**TEXTE FOURNI**
+++++
Ce vœu doublé de cette perspective arrive dans l’après-coup d’un démantèlement en marche. Voilà le retour à la fluidification des parcours de soins à l’origine des goulots d’étranglement… 

Le Docteur Vanessa Brun, radiologue, intervenue à notre deuxième atelier « Solitude contre isolement »[2] a très bien éclairé les conséquences de la constitution de tel flux. Elle témoigne de la priorité donnée aujourd’hui à « l’urgence organisationnelle » au détriment de « l’urgence médicale » c’est à dire que le médecin radiologue est trop souvent dépossédé de ce qui fait le cœur de sa pratique : son avis particularisé sur l’indication d’une imagerie. Elle fait voler en éclat le préjugé selon lequel le radiologue serait un « médecin de l’ombre », isolé dans sa pratique, sans lien avec ses collègues médecins et paramédicaux. La réalité est toute autre. Nombre de médecins veulent l’avis averti d’un radiologue donné au-delà de la simple commande ou prescription d’imageries. Chacun aspire à un lien particulier de travail et d’échange, une concertation autour de chaque situation clinique soit un « montage organisa-tionnel » tout particularisé. Le un par un de chaque cas ne peut qu’être envisagé à partir d’une mise en lien toute particulière entre professionnels attentifs et décidés à travailler à plusieurs. 

Respecter ces conditions et l’acte de chacun seraient une grande source d’économies de santé car les effets de formation sont indéniables – ce qui est tout autre que le protocole valable pour tous qui, à terme, suscite toujours un goulot d’étranglement et ferme la porte à toutes les inventions possibles.

Cette lettre du Conseil de l’ordre, dans l’après-coup du démantèlement, ajoute de l’eau au moulin de cette nouvelle mise aux enchères. La visée est plutôt claire : la délégation de tâches qu’interroge le CDOM (Conseil Départemental de l’Ordre des Médecins) auprès du CNOM (Conseil National). Citation : « en parallèle le Conseil départemental s’interroge quant à la position sur la déclinaison proposée de certaines délégations de tâches (comme l’expérimentation de la primo-prescription en 2023 par les IPA, Infirmière de pratique avancée) qui pourraient générer des situations précaires de prise en charge avec des incidences majeures de responsabilité médicale ».
+++++
**CONTENU DES DONNÉES**

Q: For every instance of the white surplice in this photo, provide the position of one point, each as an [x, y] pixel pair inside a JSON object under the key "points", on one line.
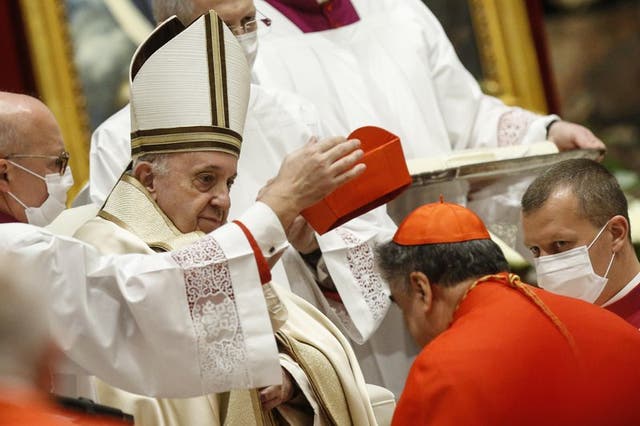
+++++
**À FAIRE**
Dites si chacune des affirmations ci-dessous concorde avec le texte fourni, en répondant par oui ou par non et en citant mot pour mot le passage décisif. 1. Le Docteur Vanessa Brun exerce comme radiologue. 2. Selon le texte, un protocole valable pour tous finit par ouvrir la porte à de nouvelles inventions. 3. Le CDOM interroge le CNOM au sujet de la délégation de tâches.

**RÉPONSE**
1. Oui : « Le Docteur Vanessa Brun, radiologue ».
2. Non : « le protocole valable pour tous qui, à terme, suscite toujours un goulot d’étranglement et ferme la porte à toutes les inventions possibles ».
3. Oui : « la délégation de tâches qu’interroge le CDOM (Conseil Départemental de l’Ordre des Médecins) auprès du CNOM (Conseil National) ».